Can you reproduce word for word the stretch of the Pig parsing thread that begins at "The goal is" and stops after "of the string."?
======== Article ========
Reputation: 913
I have two files,
one is titles.csv and has a movie ID and title with this format:
999: Title
734: Another_title
the other is a list of user IDs who link to the movie
categoryID: user1_id, ....
222: 120
227: 414 551
249: 555
Of different sizes (minimum is one user per genre category)
The goal is to first parse the strings so that they are each split into two (for both files), everything before the ':' and everything after.
I have tried doing this
movies = LOAD .... USING PigStorage('\n') AS (line: chararray)
users = LOAD .... USING PigStorage('\n') AS (line: chararray)
-- parse 'users'/outlinks, make a list and count fields
tokenized = FOREACH users GENERATE FLATTEN(TOKENIZE(line, ':')) AS parameter;
filtered = FILTER tokenized BY INDEXOF(parameter, ' ') != -1;
result = FOREACH filtered GENERATE SUBSTRING(parameter, 2, (int)SIZE(parameter)) AS number;
But this is where I got stuck/confused. Thoughts?
I'm also supposed to output the top 10 entries who have the most user IDs in the second part of the string.
Upvotes: 1
Views: 1425
Reputation: 4724
try like this
movies = LOAD 'file1' AS titleLine;
A = FOREACH movies GENERATE FLATTEN(REGEX_EXTRACT_ALL(titleLine,'^(.*):\\s+(.*)$')) AS (movieId:chararray,title:chararray);
users = LOAD 'file2' AS userLine;
B = FOREACH users GENERATE FLATTEN(REGEX_EXTRACT_ALL(userLine,'^(.*):\\s+(.*)$')) AS (categoryId:chararray,userId:chararray);
Output1:
(999,Title)
(734,Another_title)
Output2:
(222,120)
(227,414 551)
(249,555 )
Upvotes: 1
======== Supplied material ========
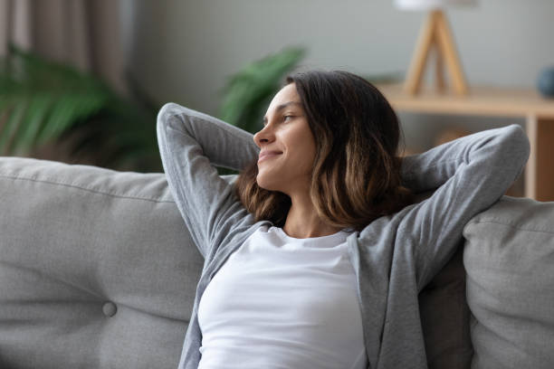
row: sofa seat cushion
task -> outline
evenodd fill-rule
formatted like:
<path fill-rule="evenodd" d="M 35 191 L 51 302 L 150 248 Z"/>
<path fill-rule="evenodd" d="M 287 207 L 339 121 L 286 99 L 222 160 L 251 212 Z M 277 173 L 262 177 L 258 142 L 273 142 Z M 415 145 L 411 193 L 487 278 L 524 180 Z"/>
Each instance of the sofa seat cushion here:
<path fill-rule="evenodd" d="M 472 368 L 553 368 L 554 203 L 504 196 L 463 234 Z"/>
<path fill-rule="evenodd" d="M 164 174 L 0 157 L 0 367 L 177 367 L 204 260 Z"/>

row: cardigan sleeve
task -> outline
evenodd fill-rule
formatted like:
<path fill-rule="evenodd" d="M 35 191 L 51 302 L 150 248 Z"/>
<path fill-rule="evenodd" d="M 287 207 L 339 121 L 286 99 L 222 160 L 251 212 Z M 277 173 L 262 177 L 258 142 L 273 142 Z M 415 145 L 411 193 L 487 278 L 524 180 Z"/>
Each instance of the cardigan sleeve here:
<path fill-rule="evenodd" d="M 252 225 L 234 185 L 214 166 L 242 170 L 259 154 L 253 135 L 209 115 L 167 103 L 158 114 L 158 142 L 167 184 L 205 258 Z"/>
<path fill-rule="evenodd" d="M 412 205 L 399 227 L 412 248 L 421 289 L 452 257 L 467 222 L 498 201 L 523 171 L 530 143 L 519 125 L 460 137 L 405 158 L 404 184 L 435 190 Z"/>

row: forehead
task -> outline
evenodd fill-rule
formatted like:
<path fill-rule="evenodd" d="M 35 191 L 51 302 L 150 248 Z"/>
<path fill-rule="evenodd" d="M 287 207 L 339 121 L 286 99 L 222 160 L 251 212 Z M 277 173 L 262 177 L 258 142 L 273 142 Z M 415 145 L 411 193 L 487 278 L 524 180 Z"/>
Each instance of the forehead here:
<path fill-rule="evenodd" d="M 301 102 L 300 96 L 298 95 L 298 91 L 296 90 L 296 85 L 294 83 L 290 83 L 281 89 L 279 92 L 275 94 L 270 106 L 268 108 L 268 111 L 274 110 L 278 109 L 281 105 L 286 104 L 287 102 Z M 297 106 L 297 105 L 293 105 Z M 300 108 L 300 106 L 297 106 Z"/>

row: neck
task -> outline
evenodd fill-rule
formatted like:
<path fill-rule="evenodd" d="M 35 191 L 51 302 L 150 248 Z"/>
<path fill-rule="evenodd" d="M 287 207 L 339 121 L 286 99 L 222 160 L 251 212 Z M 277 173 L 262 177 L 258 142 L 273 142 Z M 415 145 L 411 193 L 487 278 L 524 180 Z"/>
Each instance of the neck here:
<path fill-rule="evenodd" d="M 294 238 L 323 237 L 334 234 L 341 228 L 329 225 L 321 221 L 315 206 L 307 194 L 291 196 L 291 205 L 287 214 L 285 233 Z"/>

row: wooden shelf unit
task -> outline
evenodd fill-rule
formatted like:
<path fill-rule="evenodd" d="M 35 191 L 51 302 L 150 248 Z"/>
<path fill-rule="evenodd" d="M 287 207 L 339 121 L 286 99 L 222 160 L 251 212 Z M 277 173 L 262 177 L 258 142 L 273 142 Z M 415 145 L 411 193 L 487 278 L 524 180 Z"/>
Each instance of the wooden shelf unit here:
<path fill-rule="evenodd" d="M 525 196 L 554 201 L 554 99 L 532 89 L 470 86 L 465 96 L 422 89 L 405 92 L 402 84 L 377 85 L 396 111 L 525 119 L 530 155 L 525 167 Z"/>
========
### [Exercise output]
The goal is to first parse the strings so that they are each split into two (for both files), everything before the ':' and everything after.
I have tried doing this
movies = LOAD .... USING PigStorage('\n') AS (line: chararray)
users = LOAD .... USING PigStorage('\n') AS (line: chararray)
-- parse 'users'/outlinks, make a list and count fields
tokenized = FOREACH users GENERATE FLATTEN(TOKENIZE(line, ':')) AS parameter;
filtered = FILTER tokenized BY INDEXOF(parameter, ' ') != -1;
result = FOREACH filtered GENERATE SUBSTRING(parameter, 2, (int)SIZE(parameter)) AS number;
But this is where I got stuck/confused. Thoughts?
I'm also supposed to output the top 10 entries who have the most user IDs in the second part of the string.